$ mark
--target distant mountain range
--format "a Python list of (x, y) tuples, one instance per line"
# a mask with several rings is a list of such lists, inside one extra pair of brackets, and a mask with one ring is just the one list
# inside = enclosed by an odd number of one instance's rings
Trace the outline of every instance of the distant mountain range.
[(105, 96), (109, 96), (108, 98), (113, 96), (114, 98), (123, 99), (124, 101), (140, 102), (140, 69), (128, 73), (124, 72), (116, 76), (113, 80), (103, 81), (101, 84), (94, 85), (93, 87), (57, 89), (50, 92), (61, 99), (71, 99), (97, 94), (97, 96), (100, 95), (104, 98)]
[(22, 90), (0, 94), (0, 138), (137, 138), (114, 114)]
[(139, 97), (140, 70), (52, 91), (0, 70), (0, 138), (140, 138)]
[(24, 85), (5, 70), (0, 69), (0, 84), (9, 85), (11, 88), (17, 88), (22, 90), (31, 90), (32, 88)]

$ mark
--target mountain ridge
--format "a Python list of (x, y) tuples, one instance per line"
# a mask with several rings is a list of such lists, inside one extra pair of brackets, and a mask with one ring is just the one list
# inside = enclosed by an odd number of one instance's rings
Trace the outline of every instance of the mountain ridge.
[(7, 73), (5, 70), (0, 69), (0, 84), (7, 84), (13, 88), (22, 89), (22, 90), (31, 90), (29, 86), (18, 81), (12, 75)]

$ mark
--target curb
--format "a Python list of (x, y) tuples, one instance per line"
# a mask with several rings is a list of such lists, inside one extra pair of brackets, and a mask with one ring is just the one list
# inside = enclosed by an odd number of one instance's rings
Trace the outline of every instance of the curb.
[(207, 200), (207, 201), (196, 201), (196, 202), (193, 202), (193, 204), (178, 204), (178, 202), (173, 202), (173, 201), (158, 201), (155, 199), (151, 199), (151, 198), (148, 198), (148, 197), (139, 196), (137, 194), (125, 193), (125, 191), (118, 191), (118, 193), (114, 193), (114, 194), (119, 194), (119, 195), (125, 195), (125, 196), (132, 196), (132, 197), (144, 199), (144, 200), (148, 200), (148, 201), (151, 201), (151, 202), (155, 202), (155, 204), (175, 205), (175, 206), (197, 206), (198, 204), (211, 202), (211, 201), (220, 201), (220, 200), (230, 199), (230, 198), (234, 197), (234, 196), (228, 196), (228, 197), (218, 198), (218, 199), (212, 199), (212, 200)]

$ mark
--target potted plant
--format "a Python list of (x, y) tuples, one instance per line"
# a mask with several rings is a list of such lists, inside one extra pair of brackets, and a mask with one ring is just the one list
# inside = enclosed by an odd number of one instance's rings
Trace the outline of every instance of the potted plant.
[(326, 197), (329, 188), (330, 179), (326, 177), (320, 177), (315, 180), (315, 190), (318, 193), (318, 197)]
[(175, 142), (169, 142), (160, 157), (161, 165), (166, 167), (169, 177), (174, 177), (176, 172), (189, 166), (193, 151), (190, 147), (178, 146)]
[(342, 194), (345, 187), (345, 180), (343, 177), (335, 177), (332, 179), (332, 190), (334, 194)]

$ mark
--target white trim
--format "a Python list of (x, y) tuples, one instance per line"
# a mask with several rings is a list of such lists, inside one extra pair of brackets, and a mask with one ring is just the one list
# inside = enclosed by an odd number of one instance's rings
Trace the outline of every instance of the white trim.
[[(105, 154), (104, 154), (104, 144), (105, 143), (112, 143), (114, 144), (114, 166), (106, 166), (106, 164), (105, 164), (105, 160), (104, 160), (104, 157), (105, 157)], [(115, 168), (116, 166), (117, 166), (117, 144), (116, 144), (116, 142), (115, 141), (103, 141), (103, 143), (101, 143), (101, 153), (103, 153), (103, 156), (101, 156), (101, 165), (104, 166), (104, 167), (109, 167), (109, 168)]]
============================================================
◆ 任务说明
将上方清单以两列 CSV 格式给出，列名为“输入”与“输出”。每段以“$ mark”开头的内容占一行，“输入”列填该段文本，“输出”列填其答案；每项各置于一个带引号的字段中，字段内的换行一律替换为空格。

◆ 本题作答
输入,输出
"$ mark --target distant mountain range --format ""a Python list of (x, y) tuples, one instance per line"" # a mask with several rings is a list of such lists, inside one extra pair of brackets, and a mask with one ring is just the one list # inside = enclosed by an odd number of one instance's rings Trace the outline of every instance of the distant mountain range.","[(105, 96), (109, 96), (108, 98), (113, 96), (114, 98), (123, 99), (124, 101), (140, 102), (140, 69), (128, 73), (124, 72), (116, 76), (113, 80), (103, 81), (101, 84), (94, 85), (93, 87), (57, 89), (50, 92), (61, 99), (71, 99), (97, 94), (97, 96), (100, 95), (104, 98)] [(22, 90), (0, 94), (0, 138), (137, 138), (114, 114)] [(139, 97), (140, 70), (52, 91), (0, 70), (0, 138), (140, 138)] [(24, 85), (5, 70), (0, 69), (0, 84), (9, 85), (11, 88), (17, 88), (22, 90), (31, 90), (32, 88)]"
"$ mark --target mountain ridge --format ""a Python list of (x, y) tuples, one instance per line"" # a mask with several rings is a list of such lists, inside one extra pair of brackets, and a mask with one ring is just the one list # inside = enclosed by an odd number of one instance's rings Trace the outline of every instance of the mountain ridge.","[(7, 73), (5, 70), (0, 69), (0, 84), (7, 84), (13, 88), (22, 89), (22, 90), (31, 90), (29, 86), (18, 81), (12, 75)]"
"$ mark --target curb --format ""a Python list of (x, y) tuples, one instance per line"" # a mask with several rings is a list of such lists, inside one extra pair of brackets, and a mask with one ring is just the one list # inside = enclosed by an odd number of one instance's rings Trace the outline of every instance of the curb.","[(207, 200), (207, 201), (196, 201), (196, 202), (193, 202), (193, 204), (178, 204), (178, 202), (173, 202), (173, 201), (158, 201), (155, 199), (151, 199), (151, 198), (148, 198), (148, 197), (139, 196), (137, 194), (125, 193), (125, 191), (118, 191), (118, 193), (114, 193), (114, 194), (119, 194), (119, 195), (125, 195), (125, 196), (132, 196), (132, 197), (144, 199), (144, 200), (148, 200), (148, 201), (151, 201), (151, 202), (155, 202), (155, 204), (175, 205), (175, 206), (197, 206), (198, 204), (211, 202), (211, 201), (220, 201), (220, 200), (230, 199), (230, 198), (234, 197), (234, 196), (228, 196), (228, 197), (218, 198), (218, 199), (212, 199), (212, 200)]"
"$ mark --target potted plant --format ""a Python list of (x, y) tuples, one instance per line"" # a mask with several rings is a list of such lists, inside one extra pair of brackets, and a mask with one ring is just the one list # inside = enclosed by an odd number of one instance's rings Trace the outline of every instance of the potted plant.","[(326, 197), (329, 188), (330, 179), (326, 177), (320, 177), (315, 180), (315, 190), (318, 193), (318, 197)] [(175, 142), (169, 142), (160, 157), (161, 165), (166, 167), (169, 177), (174, 177), (176, 172), (189, 166), (193, 151), (190, 147), (178, 146)] [(342, 194), (345, 187), (345, 180), (343, 177), (335, 177), (332, 179), (332, 190), (334, 194)]"
"$ mark --target white trim --format ""a Python list of (x, y) tuples, one instance per line"" # a mask with several rings is a list of such lists, inside one extra pair of brackets, and a mask with one ring is just the one list # inside = enclosed by an odd number of one instance's rings Trace the outline of every instance of the white trim.","[[(105, 154), (104, 154), (104, 144), (105, 143), (112, 143), (114, 144), (114, 166), (106, 166), (106, 164), (105, 164), (105, 160), (104, 160), (104, 157), (105, 157)], [(115, 168), (116, 166), (117, 166), (117, 144), (116, 144), (116, 142), (115, 141), (103, 141), (103, 143), (101, 143), (101, 153), (103, 153), (103, 156), (101, 156), (101, 165), (104, 166), (104, 167), (109, 167), (109, 168)]]"